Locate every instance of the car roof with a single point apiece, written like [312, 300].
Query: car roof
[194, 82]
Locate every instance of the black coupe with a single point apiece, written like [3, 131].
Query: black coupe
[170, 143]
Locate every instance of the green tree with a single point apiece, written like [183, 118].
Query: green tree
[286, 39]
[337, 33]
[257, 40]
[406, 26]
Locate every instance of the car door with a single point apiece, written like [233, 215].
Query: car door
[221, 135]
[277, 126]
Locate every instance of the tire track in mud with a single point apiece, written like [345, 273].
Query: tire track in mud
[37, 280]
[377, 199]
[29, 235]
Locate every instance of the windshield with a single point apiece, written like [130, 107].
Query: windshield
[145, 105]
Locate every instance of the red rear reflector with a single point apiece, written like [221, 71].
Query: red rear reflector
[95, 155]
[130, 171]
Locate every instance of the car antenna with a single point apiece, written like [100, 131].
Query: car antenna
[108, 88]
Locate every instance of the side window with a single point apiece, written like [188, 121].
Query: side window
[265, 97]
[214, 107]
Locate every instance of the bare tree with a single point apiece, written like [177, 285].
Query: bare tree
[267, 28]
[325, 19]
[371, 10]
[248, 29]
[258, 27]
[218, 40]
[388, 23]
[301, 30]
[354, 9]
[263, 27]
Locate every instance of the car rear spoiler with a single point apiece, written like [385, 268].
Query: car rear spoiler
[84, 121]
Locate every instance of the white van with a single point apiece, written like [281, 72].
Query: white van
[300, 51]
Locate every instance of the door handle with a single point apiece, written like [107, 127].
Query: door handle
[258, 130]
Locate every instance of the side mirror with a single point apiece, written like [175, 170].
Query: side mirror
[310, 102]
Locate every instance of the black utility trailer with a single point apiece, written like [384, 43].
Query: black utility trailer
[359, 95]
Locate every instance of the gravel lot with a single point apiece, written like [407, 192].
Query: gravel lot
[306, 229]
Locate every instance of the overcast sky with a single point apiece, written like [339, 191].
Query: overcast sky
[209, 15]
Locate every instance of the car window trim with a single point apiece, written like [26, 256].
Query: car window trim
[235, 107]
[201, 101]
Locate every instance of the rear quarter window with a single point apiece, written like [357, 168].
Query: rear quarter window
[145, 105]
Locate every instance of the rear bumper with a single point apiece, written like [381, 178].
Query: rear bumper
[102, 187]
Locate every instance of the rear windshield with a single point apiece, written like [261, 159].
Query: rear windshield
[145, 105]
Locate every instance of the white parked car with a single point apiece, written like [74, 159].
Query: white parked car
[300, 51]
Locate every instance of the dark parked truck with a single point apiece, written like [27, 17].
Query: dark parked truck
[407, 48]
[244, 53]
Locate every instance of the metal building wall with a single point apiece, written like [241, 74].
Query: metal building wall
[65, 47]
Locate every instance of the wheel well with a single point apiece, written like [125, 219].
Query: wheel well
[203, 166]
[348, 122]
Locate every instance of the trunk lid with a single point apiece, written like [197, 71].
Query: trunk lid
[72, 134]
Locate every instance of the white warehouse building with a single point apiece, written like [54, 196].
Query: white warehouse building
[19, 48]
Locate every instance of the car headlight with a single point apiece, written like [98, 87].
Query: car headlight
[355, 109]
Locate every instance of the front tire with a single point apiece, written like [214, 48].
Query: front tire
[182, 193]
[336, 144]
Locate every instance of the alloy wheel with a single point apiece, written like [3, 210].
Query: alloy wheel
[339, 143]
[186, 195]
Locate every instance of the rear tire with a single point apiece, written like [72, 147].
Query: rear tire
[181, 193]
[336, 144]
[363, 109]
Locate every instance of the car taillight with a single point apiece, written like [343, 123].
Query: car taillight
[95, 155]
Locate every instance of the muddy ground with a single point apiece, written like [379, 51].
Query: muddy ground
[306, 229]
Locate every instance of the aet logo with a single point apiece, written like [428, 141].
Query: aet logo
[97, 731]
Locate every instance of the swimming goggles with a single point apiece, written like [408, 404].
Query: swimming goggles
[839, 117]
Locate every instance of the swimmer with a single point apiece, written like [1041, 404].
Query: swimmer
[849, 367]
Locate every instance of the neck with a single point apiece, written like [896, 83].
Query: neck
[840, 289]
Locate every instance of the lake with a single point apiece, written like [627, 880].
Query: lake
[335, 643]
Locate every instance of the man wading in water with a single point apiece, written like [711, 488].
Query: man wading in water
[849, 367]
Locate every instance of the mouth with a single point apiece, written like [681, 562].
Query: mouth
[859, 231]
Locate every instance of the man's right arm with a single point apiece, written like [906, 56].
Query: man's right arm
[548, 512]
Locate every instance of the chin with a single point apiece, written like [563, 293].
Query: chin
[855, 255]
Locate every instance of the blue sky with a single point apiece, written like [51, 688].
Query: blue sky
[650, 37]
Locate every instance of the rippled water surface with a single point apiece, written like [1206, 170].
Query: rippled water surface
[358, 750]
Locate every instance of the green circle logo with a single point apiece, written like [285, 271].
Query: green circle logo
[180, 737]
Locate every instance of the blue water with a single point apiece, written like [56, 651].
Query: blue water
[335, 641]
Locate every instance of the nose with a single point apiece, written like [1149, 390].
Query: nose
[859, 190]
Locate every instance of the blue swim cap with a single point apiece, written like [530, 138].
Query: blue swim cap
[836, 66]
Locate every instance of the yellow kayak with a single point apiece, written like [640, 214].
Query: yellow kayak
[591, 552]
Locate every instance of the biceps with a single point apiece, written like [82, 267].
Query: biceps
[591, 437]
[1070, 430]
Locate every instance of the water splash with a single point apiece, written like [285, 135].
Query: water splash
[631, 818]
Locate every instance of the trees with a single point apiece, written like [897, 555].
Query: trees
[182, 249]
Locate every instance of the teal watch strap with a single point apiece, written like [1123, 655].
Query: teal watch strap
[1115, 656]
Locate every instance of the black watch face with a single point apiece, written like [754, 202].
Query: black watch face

--- --- ---

§ TO DO: Quote all of the lines above word for word, from the first to the last.

§ TASK SOLUTION:
Locate every instance of the car roof with a single point apiece, written like [312, 300].
Query: car roof
[194, 82]
Locate every instance of the black coupe with a single point apiece, written like [3, 131].
Query: black coupe
[170, 143]
Locate every instance of the green tree with a single point apiece, written like [183, 118].
Query: green tree
[286, 39]
[337, 33]
[257, 40]
[406, 26]
Locate every instance of the car door with a single point apiece, written like [233, 215].
Query: car door
[221, 135]
[277, 126]
Locate every instance of the tire track in mud with a single point apiece, written like [345, 273].
Query: tire track in mud
[37, 280]
[377, 199]
[29, 235]
Locate every instance of the windshield with a single point apiece, written like [130, 107].
Query: windshield
[145, 105]
Locate every instance of the red rear reflector with a single point apiece, written like [221, 71].
Query: red rear reflector
[95, 155]
[130, 171]
Locate every instance of the car antenna with a single point apiece, written like [100, 131].
Query: car antenna
[108, 88]
Locate every instance of the side window with a single point apiece, written like [188, 121].
Query: side window
[265, 97]
[214, 107]
Locate every instance of the bare tree with a single point apiece, written like [177, 285].
Query: bare tree
[267, 28]
[325, 19]
[371, 10]
[248, 29]
[258, 27]
[218, 40]
[388, 23]
[301, 30]
[354, 9]
[263, 27]
Locate every instance of the car rear spoiler with a single point apiece, written like [385, 268].
Query: car rear spoiler
[84, 121]
Locate every instance of the white van with a single point apiece, written like [281, 72].
Query: white van
[300, 51]
Locate every instance of the door handle with a single point apiece, written like [107, 127].
Query: door handle
[258, 130]
Locate every instance of the side mirror with a single point apiece, written like [175, 170].
Query: side mirror
[310, 102]
Locate every instance of the black utility trailer with a single point apiece, written like [384, 43].
Query: black utility trailer
[359, 95]
Locate every instance of the gravel lot with a single point apiece, written like [407, 192].
Query: gravel lot
[306, 229]
Locate every instance of the overcast sky with a single point apiece, written like [339, 191].
Query: overcast sky
[209, 15]
Locate every instance of the car window trim with a single point apiece, written like [26, 256].
Query: car window trim
[235, 107]
[201, 101]
Locate every instance of the rear quarter window with a single point apiece, written like [357, 168].
Query: rear quarter window
[145, 105]
Locate every instance of the rear bumper with a single point apiece, written like [381, 178].
Query: rear bumper
[102, 187]
Locate every instance of the rear windshield with a single point apiece, written like [261, 159].
Query: rear windshield
[145, 105]
Locate every instance of the white parked car with a single point apiece, written like [74, 159].
Query: white parked car
[300, 51]
Locate every instance of the dark parked truck with a single point apiece, written like [27, 17].
Query: dark parked truck
[407, 48]
[244, 53]
Locate every instance of the metal building wall with a single point apiece, written like [241, 74].
Query: metal building wall
[65, 47]
Locate every instance of the wheel well with a single point apiece, written like [125, 219].
Query: wheel well
[203, 166]
[348, 122]
Locate every instance of the trunk lid with a single point apiece, written like [197, 71].
Query: trunk lid
[72, 134]
Locate every instance of the white warehouse building with a single point apiece, written like [54, 196].
Query: white warehouse building
[19, 48]
Locate every instance of the car headlight with a single point apiece, written like [98, 87].
Query: car headlight
[355, 109]
Locate every instance of the front tire with a single point apiece, written like [214, 48].
Query: front tire
[182, 193]
[336, 144]
Locate every instance of the alloy wheel with a single point apiece, written like [3, 210].
Query: alloy wheel
[339, 143]
[186, 195]
Locate every instance of the rear tire with a single point apiece, written like [72, 147].
Query: rear tire
[181, 193]
[336, 144]
[363, 109]
Locate every instance of the car taillight with a single point apiece, written like [343, 123].
Query: car taillight
[95, 155]
Locate every instance of the muddy ground with a single point apiece, written like [379, 51].
Query: muddy ground
[306, 229]
Locate every instance of the aet logo with a single point apiece, written like [428, 141].
Query: aet logo
[97, 731]
Locate every instance of the swimming goggles with a single point apiece, written like [408, 404].
Query: swimming goggles
[839, 117]
Locate every instance of the swimmer with a single point apiece, written like [1041, 404].
Query: swimmer
[849, 367]
Locate every instance of the neck with a single point apiece, written like [896, 83].
Query: neck
[840, 289]
Locate every instance of the lake with a single point apiece, written like [627, 880].
Query: lake
[335, 643]
Locate every instance of the man wading in water with a single point apiece, written like [711, 488].
Query: man wading in water
[849, 367]
Locate every instance of the mouth with a single point apiece, written like [681, 562].
Query: mouth
[859, 231]
Locate every instance of the man's right arm with a single point apiece, written like [906, 56].
Query: man's right arm
[548, 512]
Locate every instance of the chin with a single point apiece, written like [563, 293].
Query: chin
[855, 255]
Locate every instance of the blue sky with a single point apiece, written like [51, 688].
Query: blue sky
[650, 37]
Locate every instance of the rippled water surface with a single point apiece, written like [1206, 170].
Query: rippled water surface
[358, 750]
Locate every instance of the green circle logo with a single point apiece, written like [285, 271].
Query: green circle logo
[180, 737]
Locate every instance of the blue water with a single point apiece, written like [56, 651].
Query: blue water
[335, 641]
Locate every instance of the nose with a single point apiece, written like [1149, 390].
Query: nose
[859, 190]
Locate every instance of the blue swim cap with a single point apiece, written like [530, 138].
Query: blue swim cap
[836, 66]
Locate every instance of the yellow kayak with a single point apiece, written like [640, 214].
Query: yellow kayak
[591, 552]
Locate every instance of the biceps with a single point apiece, written like [82, 267].
Query: biceps
[591, 437]
[1070, 430]
Locate every instance of the water splash with a single point apiece, written like [285, 135].
Query: water splash
[631, 818]
Locate every instance of the trees with a single point apiece, written like [897, 555].
Query: trees
[182, 249]
Locate every instance of the teal watch strap with a single point apiece, written like [1123, 655].
Query: teal watch strap
[1115, 656]
Locate every instance of the black watch face with a single point apiece, written like [754, 202].
Query: black watch face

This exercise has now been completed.